→ Exercise input
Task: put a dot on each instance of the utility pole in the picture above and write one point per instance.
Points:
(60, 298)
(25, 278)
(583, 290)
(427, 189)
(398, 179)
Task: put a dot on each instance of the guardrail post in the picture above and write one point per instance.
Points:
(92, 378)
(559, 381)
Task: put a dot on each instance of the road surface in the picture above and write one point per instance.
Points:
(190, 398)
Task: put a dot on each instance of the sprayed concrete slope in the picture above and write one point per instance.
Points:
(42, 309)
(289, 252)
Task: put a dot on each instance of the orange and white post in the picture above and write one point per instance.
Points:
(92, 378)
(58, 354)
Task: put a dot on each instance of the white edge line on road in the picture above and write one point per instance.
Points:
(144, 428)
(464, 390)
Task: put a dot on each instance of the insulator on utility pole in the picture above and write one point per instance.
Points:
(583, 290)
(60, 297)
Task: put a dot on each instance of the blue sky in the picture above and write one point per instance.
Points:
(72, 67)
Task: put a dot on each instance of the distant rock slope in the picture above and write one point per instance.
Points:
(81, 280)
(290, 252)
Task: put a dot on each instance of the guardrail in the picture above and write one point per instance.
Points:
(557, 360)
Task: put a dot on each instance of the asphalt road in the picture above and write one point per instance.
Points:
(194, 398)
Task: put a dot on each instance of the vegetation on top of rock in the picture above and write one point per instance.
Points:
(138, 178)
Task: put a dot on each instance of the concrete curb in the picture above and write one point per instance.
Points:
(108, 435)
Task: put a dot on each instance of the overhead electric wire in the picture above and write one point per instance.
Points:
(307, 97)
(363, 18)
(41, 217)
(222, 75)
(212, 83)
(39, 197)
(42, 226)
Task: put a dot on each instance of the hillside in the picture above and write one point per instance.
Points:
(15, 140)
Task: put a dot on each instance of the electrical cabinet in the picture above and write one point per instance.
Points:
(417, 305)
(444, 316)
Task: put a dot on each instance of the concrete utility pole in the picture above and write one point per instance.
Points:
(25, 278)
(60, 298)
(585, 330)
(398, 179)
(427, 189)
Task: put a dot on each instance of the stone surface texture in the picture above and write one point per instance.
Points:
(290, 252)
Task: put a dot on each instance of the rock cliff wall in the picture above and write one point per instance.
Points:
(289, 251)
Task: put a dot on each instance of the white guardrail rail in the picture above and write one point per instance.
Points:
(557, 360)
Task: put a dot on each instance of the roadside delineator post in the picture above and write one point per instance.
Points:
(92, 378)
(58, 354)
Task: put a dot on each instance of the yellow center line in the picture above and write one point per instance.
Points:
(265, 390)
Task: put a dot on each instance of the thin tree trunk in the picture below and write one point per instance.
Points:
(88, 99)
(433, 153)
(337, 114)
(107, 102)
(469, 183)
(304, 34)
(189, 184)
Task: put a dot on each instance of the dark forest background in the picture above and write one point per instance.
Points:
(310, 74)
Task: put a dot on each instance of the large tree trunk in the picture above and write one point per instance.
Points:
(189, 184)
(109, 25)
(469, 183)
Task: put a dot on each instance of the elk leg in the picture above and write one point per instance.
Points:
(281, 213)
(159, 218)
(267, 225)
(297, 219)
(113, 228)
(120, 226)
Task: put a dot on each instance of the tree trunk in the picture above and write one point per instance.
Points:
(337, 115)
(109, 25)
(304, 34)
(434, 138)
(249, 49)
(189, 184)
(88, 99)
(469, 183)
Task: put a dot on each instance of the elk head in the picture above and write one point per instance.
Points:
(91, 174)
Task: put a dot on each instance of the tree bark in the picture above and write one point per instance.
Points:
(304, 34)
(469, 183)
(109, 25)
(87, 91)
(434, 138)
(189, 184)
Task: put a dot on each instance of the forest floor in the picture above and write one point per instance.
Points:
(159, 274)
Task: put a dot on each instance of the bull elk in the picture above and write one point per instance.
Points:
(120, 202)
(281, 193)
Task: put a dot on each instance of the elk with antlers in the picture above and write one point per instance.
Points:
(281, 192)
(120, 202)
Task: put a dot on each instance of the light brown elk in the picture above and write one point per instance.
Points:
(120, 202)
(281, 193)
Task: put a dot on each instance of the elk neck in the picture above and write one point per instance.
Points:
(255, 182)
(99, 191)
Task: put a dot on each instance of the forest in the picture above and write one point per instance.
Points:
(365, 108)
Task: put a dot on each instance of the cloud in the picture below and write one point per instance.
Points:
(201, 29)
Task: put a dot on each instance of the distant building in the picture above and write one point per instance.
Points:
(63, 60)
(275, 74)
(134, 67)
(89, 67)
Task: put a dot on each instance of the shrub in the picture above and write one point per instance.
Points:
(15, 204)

* * *

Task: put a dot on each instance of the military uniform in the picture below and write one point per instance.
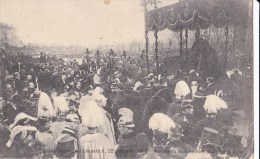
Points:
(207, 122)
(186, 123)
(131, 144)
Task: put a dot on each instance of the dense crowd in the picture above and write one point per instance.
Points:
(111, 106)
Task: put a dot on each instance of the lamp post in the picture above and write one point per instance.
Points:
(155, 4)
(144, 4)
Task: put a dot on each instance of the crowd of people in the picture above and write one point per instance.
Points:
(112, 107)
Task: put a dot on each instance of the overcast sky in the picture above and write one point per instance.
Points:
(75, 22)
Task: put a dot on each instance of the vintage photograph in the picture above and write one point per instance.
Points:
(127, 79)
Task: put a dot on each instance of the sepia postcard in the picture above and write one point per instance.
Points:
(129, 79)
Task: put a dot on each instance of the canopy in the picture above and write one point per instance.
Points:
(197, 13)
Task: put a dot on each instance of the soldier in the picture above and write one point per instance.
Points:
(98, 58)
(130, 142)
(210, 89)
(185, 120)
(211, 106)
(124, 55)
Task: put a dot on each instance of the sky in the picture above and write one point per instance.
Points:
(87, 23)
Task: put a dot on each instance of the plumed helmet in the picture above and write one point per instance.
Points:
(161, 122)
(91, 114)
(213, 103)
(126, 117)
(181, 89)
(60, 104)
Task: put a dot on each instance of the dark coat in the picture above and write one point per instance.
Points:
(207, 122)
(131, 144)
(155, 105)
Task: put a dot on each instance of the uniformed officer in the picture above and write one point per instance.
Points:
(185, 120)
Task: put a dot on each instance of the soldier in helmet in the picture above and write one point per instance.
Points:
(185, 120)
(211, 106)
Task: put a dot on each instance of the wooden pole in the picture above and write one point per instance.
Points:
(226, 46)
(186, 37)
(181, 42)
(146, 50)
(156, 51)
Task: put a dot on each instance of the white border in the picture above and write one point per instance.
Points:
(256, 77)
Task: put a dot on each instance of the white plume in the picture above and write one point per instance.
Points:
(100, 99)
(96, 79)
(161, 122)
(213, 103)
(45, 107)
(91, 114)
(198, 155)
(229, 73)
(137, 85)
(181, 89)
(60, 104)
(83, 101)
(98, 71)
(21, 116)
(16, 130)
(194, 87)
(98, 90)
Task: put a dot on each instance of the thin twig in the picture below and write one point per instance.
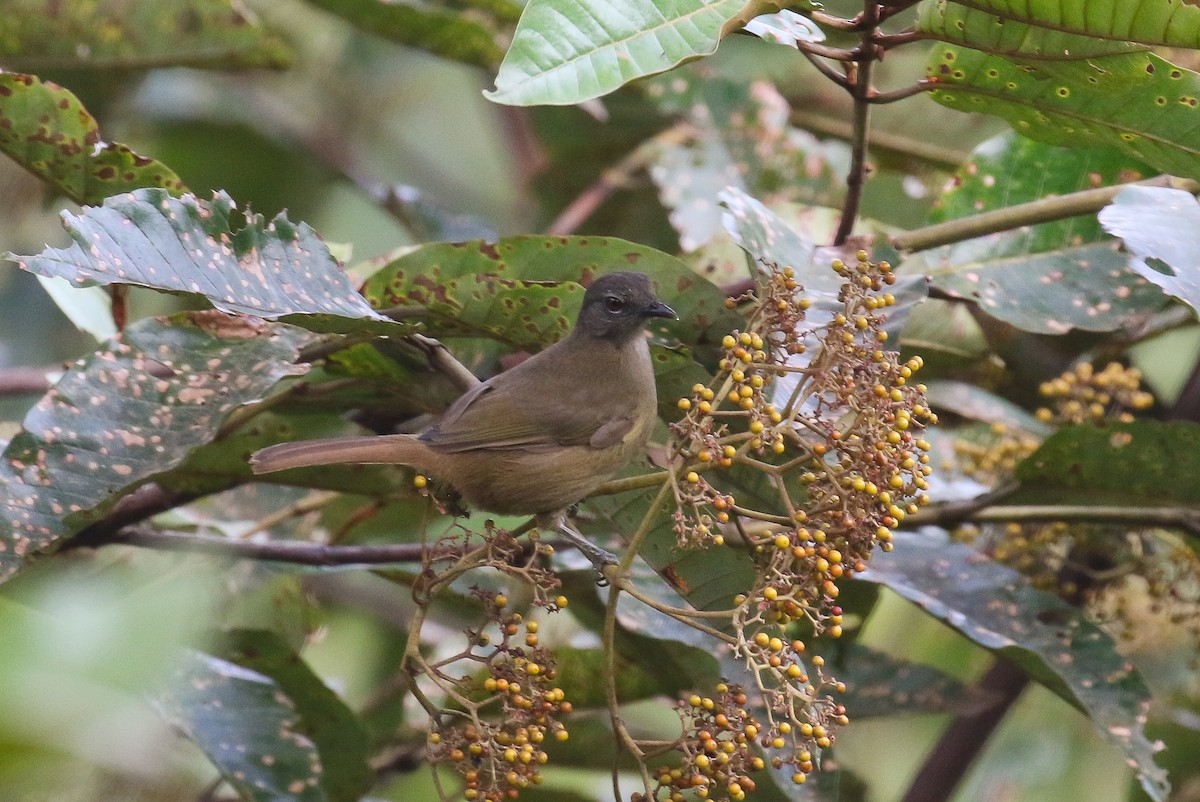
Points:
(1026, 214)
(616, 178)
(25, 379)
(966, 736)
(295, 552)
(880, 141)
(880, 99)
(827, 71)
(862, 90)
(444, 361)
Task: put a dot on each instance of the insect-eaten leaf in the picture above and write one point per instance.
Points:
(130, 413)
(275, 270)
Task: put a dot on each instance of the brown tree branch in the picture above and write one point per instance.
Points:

---

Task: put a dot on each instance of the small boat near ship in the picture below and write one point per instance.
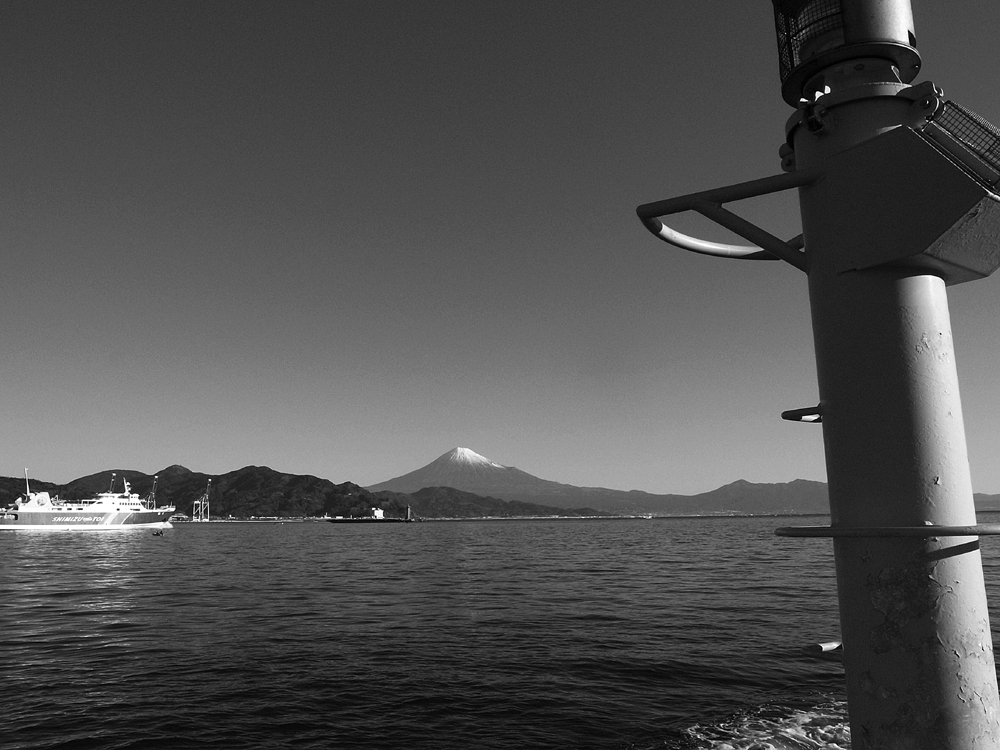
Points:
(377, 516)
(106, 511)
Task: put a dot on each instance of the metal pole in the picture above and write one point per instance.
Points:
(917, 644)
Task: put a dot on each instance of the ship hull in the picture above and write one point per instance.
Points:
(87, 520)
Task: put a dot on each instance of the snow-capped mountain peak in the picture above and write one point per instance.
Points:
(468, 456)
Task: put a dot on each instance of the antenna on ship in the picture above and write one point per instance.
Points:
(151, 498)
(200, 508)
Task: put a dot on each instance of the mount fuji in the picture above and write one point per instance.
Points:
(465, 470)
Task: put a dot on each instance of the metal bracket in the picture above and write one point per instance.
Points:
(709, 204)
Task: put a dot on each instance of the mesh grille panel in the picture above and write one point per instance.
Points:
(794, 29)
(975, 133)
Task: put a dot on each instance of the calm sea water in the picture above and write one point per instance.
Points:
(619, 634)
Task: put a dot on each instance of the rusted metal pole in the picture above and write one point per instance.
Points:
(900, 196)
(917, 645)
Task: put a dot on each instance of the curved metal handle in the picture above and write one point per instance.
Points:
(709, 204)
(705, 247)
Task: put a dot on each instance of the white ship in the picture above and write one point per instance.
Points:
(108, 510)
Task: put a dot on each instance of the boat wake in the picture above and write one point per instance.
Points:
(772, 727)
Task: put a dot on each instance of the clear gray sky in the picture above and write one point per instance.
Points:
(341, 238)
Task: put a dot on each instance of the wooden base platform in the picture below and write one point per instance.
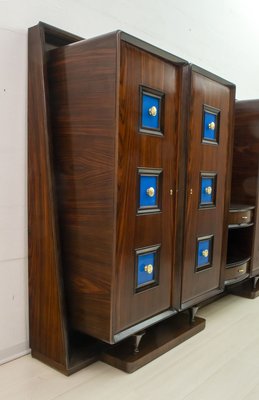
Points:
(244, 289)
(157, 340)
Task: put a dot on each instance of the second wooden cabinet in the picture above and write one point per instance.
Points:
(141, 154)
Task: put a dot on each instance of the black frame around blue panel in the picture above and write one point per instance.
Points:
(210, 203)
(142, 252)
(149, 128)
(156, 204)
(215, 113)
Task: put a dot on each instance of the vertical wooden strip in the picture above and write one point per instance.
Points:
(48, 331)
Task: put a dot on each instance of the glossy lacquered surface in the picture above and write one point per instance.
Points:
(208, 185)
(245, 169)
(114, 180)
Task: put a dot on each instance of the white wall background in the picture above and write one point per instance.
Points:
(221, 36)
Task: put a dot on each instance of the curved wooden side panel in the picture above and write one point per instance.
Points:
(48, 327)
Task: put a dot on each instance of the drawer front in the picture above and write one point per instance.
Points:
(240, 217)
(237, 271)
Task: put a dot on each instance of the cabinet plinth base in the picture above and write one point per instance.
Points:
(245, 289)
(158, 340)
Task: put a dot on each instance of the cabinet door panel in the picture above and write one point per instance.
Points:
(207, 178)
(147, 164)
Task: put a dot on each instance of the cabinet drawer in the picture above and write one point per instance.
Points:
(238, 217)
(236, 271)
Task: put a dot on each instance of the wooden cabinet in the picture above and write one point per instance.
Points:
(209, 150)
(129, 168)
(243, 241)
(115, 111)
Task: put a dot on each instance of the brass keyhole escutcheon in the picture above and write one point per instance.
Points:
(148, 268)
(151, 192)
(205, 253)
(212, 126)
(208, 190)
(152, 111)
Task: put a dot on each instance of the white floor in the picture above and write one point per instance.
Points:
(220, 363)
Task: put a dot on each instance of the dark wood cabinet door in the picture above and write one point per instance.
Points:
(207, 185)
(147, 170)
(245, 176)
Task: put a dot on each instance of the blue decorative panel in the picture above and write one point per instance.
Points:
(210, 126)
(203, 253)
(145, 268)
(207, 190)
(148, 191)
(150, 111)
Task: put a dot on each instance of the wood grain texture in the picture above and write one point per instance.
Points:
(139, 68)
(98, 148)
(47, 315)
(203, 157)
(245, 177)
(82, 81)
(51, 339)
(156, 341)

→ What this task involves
What lines in the entries above hold "tree"? Copy every one.

→ Answer to this problem
Task: put a dot on each instance of the thin tree trunk in the picture below and write one point per instance.
Task: put a dot on each instance of the large tree trunk in the picture above and write one point per instance.
Task: put a dot on each instance of the tree trunk in the picture above and write one point per instance.
Task: put a dot on each instance of the tree bark in the picture above and write one point per instance.
Task: put a dot on each instance of the brown tree branch in the picture above and write one point per instance.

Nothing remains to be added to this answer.